Excerpt:
= = =

She called me out, “Stop it! Be grateful. Give out of gratitude.”

My lack of gratitude planted the seeds of anxiety and harvested a hardened heart no longer able to elicit a spirit of generosity to those desperately needing it.

It got me thinking, why gratitude? Why are Christians to be willing people who regularly offer thanksgiving? I came up with four possibilites, certain there are more:

  1. When we are unwilling to be grateful, we become self-absorbed.
  2. When we are unwilling to give thanks, we become captive to fear, paralyzed by anxiety, and surrender power to stuff never intended to control us.
  3. When we neglect gratitude, we hesitate to extend generosity and give gifts of ordinary and radical grace to others and particularly those in need.
  4. When we forget to be thankful, we also forget to whom we belong and God’s concern for each of us. We ultimately surrender our allegiance and hope in God who is in the process of making all things new and right.

Although Roosevelt legislated Thanksgiving as a national holiday on December 26, 1941,* gratitude and the discipline of giving thanks have been staples of the Christian Way since the very beginning.

= = =

Available data:
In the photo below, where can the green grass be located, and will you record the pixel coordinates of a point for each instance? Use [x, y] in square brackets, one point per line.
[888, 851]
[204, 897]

= = =

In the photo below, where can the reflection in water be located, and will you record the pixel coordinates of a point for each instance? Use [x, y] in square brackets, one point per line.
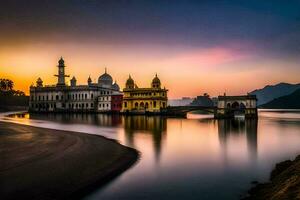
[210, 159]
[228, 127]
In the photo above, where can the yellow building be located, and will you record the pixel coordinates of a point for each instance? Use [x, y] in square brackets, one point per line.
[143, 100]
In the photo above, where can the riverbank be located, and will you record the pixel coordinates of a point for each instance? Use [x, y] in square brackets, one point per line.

= = =

Short exercise 1:
According to the gratitude excerpt, on what date did Roosevelt make Thanksgiving a national holiday?
Short exercise 2:
List every line in the entries that contains the word "below".

Task answer 1:
December 26, 1941

Task answer 2:
In the photo below, where can the green grass be located, and will you record the pixel coordinates of a point for each instance? Use [x, y] in square brackets, one point per line.
In the photo below, where can the reflection in water be located, and will you record the pixel coordinates of a point for each instance? Use [x, y] in square brackets, one point per line.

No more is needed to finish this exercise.